## TASK BRIEF:
Convert the entries into a numbered list, starting at the line containing "Q: give x and y for each instance of the concrete" and running through the last line of the entries, both ends included. Leave out any blank lines.

(Lines of data)
◇ ◇ ◇
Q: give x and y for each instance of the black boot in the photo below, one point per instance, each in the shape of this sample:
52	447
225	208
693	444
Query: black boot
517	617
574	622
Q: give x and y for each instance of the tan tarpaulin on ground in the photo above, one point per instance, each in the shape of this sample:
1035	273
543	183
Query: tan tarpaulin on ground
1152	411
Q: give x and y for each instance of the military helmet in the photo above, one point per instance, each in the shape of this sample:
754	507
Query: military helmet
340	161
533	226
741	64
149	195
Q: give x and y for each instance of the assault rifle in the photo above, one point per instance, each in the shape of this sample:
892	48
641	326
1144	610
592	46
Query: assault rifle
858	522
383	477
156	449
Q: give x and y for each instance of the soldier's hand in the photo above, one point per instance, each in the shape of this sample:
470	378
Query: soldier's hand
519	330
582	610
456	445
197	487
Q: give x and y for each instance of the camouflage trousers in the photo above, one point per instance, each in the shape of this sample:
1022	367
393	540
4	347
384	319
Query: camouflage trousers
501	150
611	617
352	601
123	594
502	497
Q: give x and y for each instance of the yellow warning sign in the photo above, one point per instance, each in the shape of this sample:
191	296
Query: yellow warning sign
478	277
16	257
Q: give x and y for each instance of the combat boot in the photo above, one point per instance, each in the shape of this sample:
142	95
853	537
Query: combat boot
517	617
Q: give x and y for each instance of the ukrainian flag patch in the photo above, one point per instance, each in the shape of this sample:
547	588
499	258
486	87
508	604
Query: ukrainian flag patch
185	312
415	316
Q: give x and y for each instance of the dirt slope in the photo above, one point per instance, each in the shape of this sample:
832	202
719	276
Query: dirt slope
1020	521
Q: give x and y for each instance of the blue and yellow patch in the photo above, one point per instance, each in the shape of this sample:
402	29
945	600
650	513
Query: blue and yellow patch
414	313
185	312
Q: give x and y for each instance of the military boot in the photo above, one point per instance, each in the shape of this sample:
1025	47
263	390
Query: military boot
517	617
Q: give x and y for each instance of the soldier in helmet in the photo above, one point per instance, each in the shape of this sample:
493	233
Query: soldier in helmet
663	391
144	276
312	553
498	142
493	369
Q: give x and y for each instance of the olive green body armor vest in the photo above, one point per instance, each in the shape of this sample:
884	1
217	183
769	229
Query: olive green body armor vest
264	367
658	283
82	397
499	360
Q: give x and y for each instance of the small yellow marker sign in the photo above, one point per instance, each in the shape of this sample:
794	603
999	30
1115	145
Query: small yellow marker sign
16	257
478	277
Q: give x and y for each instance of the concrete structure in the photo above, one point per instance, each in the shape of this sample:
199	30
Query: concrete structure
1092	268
◇ ◇ ◇
## RESULT FOR THIS EXERCISE:
1. Q: give x and y for each instance of the concrete structure in the photo above, one point per instance, each in the shape of this sample:
2. 199	30
3. Query: concrete structure
4. 1092	268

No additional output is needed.